YOUR ASSIGNMENT:
The answer is to be all of the data below, reproduced exactly.
[EXCERPTED DATA]
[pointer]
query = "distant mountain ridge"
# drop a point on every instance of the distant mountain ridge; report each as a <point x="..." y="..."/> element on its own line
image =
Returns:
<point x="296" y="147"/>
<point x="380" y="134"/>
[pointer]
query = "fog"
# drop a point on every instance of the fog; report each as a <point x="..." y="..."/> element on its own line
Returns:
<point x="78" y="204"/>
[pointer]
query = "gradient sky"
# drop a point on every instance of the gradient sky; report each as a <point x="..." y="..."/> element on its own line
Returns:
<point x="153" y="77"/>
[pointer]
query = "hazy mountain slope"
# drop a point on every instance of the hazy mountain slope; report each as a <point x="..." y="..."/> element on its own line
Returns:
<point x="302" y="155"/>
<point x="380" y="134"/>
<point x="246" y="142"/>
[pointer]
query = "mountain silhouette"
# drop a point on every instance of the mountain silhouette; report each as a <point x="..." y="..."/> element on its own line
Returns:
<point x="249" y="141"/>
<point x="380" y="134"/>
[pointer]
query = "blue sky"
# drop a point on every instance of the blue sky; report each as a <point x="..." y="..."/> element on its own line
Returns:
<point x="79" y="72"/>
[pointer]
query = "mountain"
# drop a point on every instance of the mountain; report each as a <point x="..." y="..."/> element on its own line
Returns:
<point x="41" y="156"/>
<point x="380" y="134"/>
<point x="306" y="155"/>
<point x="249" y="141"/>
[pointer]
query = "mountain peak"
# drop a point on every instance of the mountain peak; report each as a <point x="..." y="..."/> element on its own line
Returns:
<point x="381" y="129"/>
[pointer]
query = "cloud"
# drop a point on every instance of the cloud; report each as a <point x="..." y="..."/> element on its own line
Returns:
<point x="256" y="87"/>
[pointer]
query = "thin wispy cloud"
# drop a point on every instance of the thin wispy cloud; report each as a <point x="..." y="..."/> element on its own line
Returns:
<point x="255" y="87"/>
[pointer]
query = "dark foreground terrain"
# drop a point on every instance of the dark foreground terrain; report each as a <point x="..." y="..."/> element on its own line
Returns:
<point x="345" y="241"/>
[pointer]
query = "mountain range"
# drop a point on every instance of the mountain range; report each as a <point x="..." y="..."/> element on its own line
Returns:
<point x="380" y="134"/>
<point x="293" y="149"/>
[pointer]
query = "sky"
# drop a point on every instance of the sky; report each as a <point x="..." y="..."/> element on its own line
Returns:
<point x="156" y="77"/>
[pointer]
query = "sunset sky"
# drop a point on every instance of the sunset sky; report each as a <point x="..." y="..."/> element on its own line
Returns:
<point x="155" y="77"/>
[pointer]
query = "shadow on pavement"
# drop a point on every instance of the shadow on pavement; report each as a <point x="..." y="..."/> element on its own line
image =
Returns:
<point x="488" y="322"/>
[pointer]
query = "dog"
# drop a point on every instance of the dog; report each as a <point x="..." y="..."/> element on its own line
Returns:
[/EXCERPTED DATA]
EXERCISE ANSWER:
[pointer]
query = "distant mountain ridge"
# drop a point on every instance of the distant mountain ridge; report each as a <point x="..." y="..."/> element on its own line
image =
Returns:
<point x="296" y="147"/>
<point x="380" y="134"/>
[pointer]
query = "fog"
# drop a point on every instance of the fog; report each as a <point x="..." y="..."/> element on its own line
Returns:
<point x="78" y="204"/>
[pointer]
query = "gradient sky"
# drop a point on every instance of the gradient sky; report each as a <point x="..." y="..."/> element on its own line
Returns:
<point x="153" y="77"/>
[pointer]
query = "hazy mountain slope"
# drop a point on every instance of the hazy mountain slope; report each as a <point x="..." y="..."/> element on its own line
Returns:
<point x="302" y="155"/>
<point x="380" y="134"/>
<point x="246" y="142"/>
[pointer]
query = "mountain silhouette"
# drop a point on every instance of the mountain silhouette; report each as a <point x="..." y="..."/> element on its own line
Returns:
<point x="249" y="141"/>
<point x="380" y="134"/>
[pointer]
query = "blue sky"
# drop a point on every instance of the blue sky; report each as a <point x="..." y="..."/> element on its own line
Returns:
<point x="79" y="72"/>
[pointer]
query = "mountain"
# drop a point on every instance of the mountain; report each as a <point x="..." y="..."/> element on its own line
Returns:
<point x="41" y="156"/>
<point x="380" y="134"/>
<point x="306" y="155"/>
<point x="249" y="141"/>
[pointer]
query = "mountain peak"
# drop a point on every instance of the mountain peak; report each as a <point x="..." y="..."/> element on its own line
Returns:
<point x="381" y="129"/>
[pointer]
query = "cloud"
# drop a point on every instance of the cloud; report each as a <point x="..." y="..."/> element on its own line
Returns:
<point x="256" y="87"/>
[pointer]
query = "thin wispy cloud"
# drop a point on every instance of the thin wispy cloud; report each as a <point x="..." y="..."/> element on its own line
Returns:
<point x="255" y="87"/>
[pointer]
query = "dark foreground terrain"
# drop a point on every instance of the dark foreground terrain; report each as a <point x="..." y="..."/> element on its own line
Returns:
<point x="345" y="241"/>
[pointer]
query = "mountain range"
# drop a point on every instance of the mountain range; report each as a <point x="..." y="..."/> element on its own line
Returns:
<point x="380" y="134"/>
<point x="293" y="149"/>
[pointer]
query = "sky"
# drop a point on every instance of the sky; report each as a <point x="..." y="..."/> element on its own line
Returns:
<point x="156" y="77"/>
[pointer]
query = "sunset sky"
# drop a point on every instance of the sunset sky; report each as a <point x="..." y="..."/> element on its own line
Returns:
<point x="155" y="77"/>
[pointer]
query = "shadow on pavement"
# drop a point on every instance of the shadow on pavement; report each as a <point x="..." y="..."/> element on its own line
image =
Returns:
<point x="488" y="322"/>
[pointer]
query = "dog"
# drop a point on every instance of the dog; report each as a <point x="..." y="..."/> element on its own line
Returns:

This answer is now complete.